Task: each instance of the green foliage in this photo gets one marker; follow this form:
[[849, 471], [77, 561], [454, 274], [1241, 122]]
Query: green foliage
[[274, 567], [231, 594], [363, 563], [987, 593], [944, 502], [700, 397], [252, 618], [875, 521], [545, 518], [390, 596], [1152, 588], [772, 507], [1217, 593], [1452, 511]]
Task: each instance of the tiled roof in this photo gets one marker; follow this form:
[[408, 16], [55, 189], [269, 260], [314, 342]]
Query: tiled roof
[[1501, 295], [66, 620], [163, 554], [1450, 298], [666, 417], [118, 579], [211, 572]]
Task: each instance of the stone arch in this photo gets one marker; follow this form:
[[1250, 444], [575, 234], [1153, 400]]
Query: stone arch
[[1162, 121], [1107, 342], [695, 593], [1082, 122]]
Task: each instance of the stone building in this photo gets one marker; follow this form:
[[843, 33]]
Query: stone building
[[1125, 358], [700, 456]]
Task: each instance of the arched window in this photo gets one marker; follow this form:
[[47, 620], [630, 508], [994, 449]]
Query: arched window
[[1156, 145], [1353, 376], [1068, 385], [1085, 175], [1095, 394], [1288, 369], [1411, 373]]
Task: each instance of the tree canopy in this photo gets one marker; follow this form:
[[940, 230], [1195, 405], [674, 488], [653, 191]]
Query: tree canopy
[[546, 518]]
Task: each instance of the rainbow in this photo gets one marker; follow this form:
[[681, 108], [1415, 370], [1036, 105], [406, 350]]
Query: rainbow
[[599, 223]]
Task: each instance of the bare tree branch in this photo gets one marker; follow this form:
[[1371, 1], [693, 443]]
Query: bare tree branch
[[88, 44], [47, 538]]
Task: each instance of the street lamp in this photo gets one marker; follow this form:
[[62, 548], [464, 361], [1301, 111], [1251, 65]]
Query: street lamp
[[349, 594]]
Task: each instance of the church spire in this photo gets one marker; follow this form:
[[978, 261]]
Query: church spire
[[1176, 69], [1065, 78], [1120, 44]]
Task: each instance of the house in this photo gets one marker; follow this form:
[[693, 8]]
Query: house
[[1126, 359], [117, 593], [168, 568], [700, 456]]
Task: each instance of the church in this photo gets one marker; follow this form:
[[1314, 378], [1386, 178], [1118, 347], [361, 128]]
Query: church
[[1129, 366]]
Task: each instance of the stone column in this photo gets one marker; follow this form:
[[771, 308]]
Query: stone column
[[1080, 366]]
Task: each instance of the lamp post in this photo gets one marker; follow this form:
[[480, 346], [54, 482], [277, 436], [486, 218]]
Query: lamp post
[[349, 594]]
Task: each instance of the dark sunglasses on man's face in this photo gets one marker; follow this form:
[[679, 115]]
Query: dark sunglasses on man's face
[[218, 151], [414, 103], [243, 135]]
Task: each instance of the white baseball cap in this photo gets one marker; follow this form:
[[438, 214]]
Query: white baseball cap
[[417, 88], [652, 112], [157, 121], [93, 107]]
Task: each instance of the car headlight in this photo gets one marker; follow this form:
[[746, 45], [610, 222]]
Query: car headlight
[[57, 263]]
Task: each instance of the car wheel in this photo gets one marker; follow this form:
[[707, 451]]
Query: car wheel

Exercise goal:
Exactly the lines from the one containing "[[978, 261]]" through the end of the listing above, inclusive, are to be written out, and no others.

Final answer:
[[978, 261]]
Query: church spire
[[1176, 69], [1065, 78], [1120, 44]]
Task: each instance of the house in this photo gets one marker; follow this form:
[[693, 8]]
Query: house
[[1126, 359], [117, 593], [168, 568], [700, 456]]
Task: each instance of the church in this photo gets one marker; follow this form:
[[1314, 378], [1386, 178], [1118, 347], [361, 128]]
Query: church
[[1129, 366]]
Task: each instance of the stone column in this photo gets one marker; follow this form:
[[771, 308]]
Query: stone column
[[1080, 366]]
Task: each instance of the lamp post in this photo gets one marker; follow this form:
[[480, 346], [54, 482], [277, 436], [486, 218]]
Query: lamp post
[[349, 594]]
Task: each instance of the dark sunglasses on man's face in this photo gets one marker; follow this form:
[[679, 115]]
Query: dark sunglasses on man's face
[[218, 151], [414, 103], [243, 135]]
Task: each instance of the white baseball cap in this photo gets one marker; follow this form:
[[438, 214]]
Query: white baseball cap
[[417, 88], [652, 112], [157, 121], [93, 107]]
Task: each instance of the car headlight in this photo gets one marker; follow this form:
[[746, 45], [610, 222]]
Query: car headlight
[[57, 263]]
Task: each instance of the car wheel in this photo gets one marker; follow this form:
[[707, 451]]
Query: car wheel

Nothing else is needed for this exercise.